EXTRACT:
Gonorrhea is a common sexually transmitted disease (STD) that affects both men and women, particularly young people ages 15 to 24 years. Gonorrhea is the second most commonly reported notifiable disease in the United States. In 2017, more than 550,000 cases of gonorrhea were reported in the United States. If untreated, gonorrhea infection can lead to pelvic inflammatory disease, ectopic pregnancy, infertility, and an increased risk of HIV infection. Pregnant women can pass the infection to their babies, who can become blind or develop life-threatening infections as a result.
Gonorrhea is caused by the bacterium Nesseria gonorrhoeae, which has progressively developed resistance to each of the antimicrobials used to treat it. As a result, in 2015, the U.S. Centers for Disease Control and Prevention revised gonorrhea treatment guidelines to recommend dual therapy with injectable ceftriaxone and oral azithromycin to reduce the emergence of resistance to ceftriaxone.
Zoliflodacin (formerly known as ETX0914 and AZD0914), developed by Entasis Therapeutics based in Waltham, Mass., represents a new type of oral antibiotic that inhibits DNA synthesis in a different way than currently approved antibiotics.
"The rate of reported gonorrhea cases in the United States has increased 75 percent since the historic low in 2009, and antibiotic resistance has considerably reduced the number of treatment options for this disease," said NIAID Director Anthony S. Fauci, M.D. "These encouraging research findings published today suggest that zoliflodacin has the potential to be a useful and easy-to-administer oral antibiotic for treating gonorrhea."
The study took place from November 2014 through December 2015 and was led by Stephanie N. Taylor, M.D., of Louisiana State University Health Sciences Center in New Orleans. Study investigators recruited patients from sexual health clinics there and in Seattle; Indianapolis, Indiana; Birmingham, Alabama; and Durham, N.C. The trial enrolled 179 participants (167 men and12 non-pregnant women) ages 18 to 55 years with either symptoms of uncomplicated urogenital gonorrhea, untreated urogenital gonorrhea or sexual contact with someone with gonorrhea within 14 days before enrollment. Participants were randomly selected to receive either a single 2 or 3-gram dose of oral zoliflodacin or a 500-milligram (mg) dose of injectable ceftriaxone. Among the 117 per-protocol participants who were evaluated six days after treatment, 98 percent (48 of 49 participants) of those who received the 2-gram zoliflodacin dose, 100 percent (47 of 47 participants) of those who received the 3-gram dose, and all (21 of 21) of the participants in the ceftriaxone group were considered cured of their urogenital gonorrhea based on culture results.

PROVIDED INFORMATION:
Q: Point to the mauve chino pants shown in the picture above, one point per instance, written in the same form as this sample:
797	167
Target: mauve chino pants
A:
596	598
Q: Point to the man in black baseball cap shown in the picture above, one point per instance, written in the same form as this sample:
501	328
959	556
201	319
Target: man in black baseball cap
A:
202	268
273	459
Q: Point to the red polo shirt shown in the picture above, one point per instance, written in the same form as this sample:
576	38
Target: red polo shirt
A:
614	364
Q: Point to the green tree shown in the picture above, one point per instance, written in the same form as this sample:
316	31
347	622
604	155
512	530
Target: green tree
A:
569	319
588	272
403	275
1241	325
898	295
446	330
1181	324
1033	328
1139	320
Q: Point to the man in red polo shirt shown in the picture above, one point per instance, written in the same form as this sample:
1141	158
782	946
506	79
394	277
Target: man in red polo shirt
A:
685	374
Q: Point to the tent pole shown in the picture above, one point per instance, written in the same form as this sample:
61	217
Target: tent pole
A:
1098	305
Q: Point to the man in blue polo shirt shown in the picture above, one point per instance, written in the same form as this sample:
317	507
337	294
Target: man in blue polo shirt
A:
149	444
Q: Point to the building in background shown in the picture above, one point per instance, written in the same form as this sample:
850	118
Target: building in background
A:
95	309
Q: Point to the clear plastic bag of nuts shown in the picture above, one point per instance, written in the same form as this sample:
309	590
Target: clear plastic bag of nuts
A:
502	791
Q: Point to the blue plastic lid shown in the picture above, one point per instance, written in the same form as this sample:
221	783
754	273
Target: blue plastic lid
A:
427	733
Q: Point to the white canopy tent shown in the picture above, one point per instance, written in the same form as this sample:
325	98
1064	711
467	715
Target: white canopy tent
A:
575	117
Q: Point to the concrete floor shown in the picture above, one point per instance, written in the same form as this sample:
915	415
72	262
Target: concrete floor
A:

---

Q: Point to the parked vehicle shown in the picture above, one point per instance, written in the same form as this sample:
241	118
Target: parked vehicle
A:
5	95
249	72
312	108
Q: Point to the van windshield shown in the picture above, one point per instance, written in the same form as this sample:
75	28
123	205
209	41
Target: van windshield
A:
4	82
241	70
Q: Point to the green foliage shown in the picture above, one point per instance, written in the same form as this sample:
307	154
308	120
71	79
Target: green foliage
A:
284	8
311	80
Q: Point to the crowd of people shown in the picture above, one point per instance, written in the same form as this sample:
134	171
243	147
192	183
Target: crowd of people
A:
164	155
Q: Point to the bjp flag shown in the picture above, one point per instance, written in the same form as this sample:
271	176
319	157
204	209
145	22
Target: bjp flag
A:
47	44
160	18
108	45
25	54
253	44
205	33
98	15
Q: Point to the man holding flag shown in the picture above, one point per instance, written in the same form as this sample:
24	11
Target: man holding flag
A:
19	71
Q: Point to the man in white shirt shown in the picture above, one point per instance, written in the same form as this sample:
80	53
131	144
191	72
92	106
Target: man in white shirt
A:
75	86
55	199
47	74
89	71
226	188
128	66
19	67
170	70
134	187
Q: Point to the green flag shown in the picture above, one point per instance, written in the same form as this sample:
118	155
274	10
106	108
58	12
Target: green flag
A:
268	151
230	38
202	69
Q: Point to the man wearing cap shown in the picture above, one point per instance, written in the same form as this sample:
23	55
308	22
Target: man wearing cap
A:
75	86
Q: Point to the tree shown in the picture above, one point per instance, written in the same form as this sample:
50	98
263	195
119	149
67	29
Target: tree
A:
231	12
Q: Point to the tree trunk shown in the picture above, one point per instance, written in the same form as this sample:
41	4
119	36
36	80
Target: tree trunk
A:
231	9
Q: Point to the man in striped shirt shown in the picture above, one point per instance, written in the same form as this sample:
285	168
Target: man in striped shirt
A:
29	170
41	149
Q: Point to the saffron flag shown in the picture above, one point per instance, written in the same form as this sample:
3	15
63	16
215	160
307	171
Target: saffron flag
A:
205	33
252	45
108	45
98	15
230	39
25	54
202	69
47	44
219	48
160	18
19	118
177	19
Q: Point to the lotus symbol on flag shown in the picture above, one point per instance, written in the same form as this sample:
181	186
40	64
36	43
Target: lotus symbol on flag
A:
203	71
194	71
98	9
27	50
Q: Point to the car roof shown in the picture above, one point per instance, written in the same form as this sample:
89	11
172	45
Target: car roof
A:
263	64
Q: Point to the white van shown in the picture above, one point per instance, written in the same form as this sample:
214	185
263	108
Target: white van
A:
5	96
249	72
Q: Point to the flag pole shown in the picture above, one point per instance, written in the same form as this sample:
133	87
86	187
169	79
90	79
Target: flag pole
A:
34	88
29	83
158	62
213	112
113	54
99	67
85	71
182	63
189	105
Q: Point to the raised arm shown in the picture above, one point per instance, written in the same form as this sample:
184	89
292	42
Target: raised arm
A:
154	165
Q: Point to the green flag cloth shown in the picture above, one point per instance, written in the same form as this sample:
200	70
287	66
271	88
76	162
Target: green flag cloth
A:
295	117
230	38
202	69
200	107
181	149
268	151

TASKS TO COMPLETE:
• a. According to the gonorrhea passage, which company developed zoliflodacin?
• b. Extend the gonorrhea passage, picking up right after its last sentence.
You won't need the data.

LIST OF ANSWERS:
• a. Entasis Therapeutics, based in Waltham, Mass.

• b.
Zoliflodacin cured all rectal gonorrheal infections (4 of 4 participants who received the 2-gram dose and 6 of 6 participants who received the 3-gram dose) as did ceftriaxone (3 of 3 participants). However, the investigational drug did not fare as well in treating patients with gonorrhea infections of the throat (pharyngeal): 67 percent of volunteers who received the 2- gram dose (4 of 6 participants) and 78 percent of those who received the 3-gram dose (7 of 9 participants) were cured. All of the participants (4 of 4) in the ceftriaxone group achieved a cure.
The investigational antibiotic was well tolerated with transient gastrointestinal upset the most commonly reported adverse effect. Microbiological evaluation of post-treatment clinical isolates did not demonstrate resistance to zoliflodacin.
In March 2018, NIAID completed a study to evaluate zoliflodacin's pharmacokinetics, safety and tolerability as a single oral dose to serve as a bridge from the Phase 2 clinical trial formulation to the final formulation for Phase 3 testing. Results from that study have not yet been made public. Additionally, in September 2018 NIAID launched a Phase 1 study to evaluate the investigational drug's cardiac effects, a standard safety test for new drugs such as this.
Zoliflodacin has been awarded fast track status by the U.S. Food and Drug Administration for development as oral treatment for gonococcal infections. It is expected to begin Phase 3 testing in the Netherlands, South Africa, Thailand and the United States next year.